- _Supplied entries_
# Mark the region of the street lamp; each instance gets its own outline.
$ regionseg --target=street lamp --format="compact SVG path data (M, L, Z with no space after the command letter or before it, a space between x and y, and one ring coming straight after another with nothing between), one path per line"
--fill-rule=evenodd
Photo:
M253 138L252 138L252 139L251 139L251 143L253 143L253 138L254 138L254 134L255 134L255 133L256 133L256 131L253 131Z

- _What you are asked to do_
Can you give the rows above again with "street lamp" renamed to "streetlight" everywhere it appears and nothing else changed?

- _Exercise output_
# Mark the region of the streetlight; each instance gets its own outline.
$ regionseg --target=streetlight --format="compact SVG path data (M, L, Z with no space after the command letter or before it, a space between x and y, and one ring coming straight after another with nothing between), one path per line"
--fill-rule=evenodd
Photo:
M253 138L252 138L252 139L251 139L251 143L253 143L253 138L254 138L254 134L255 134L255 133L256 133L256 131L253 131Z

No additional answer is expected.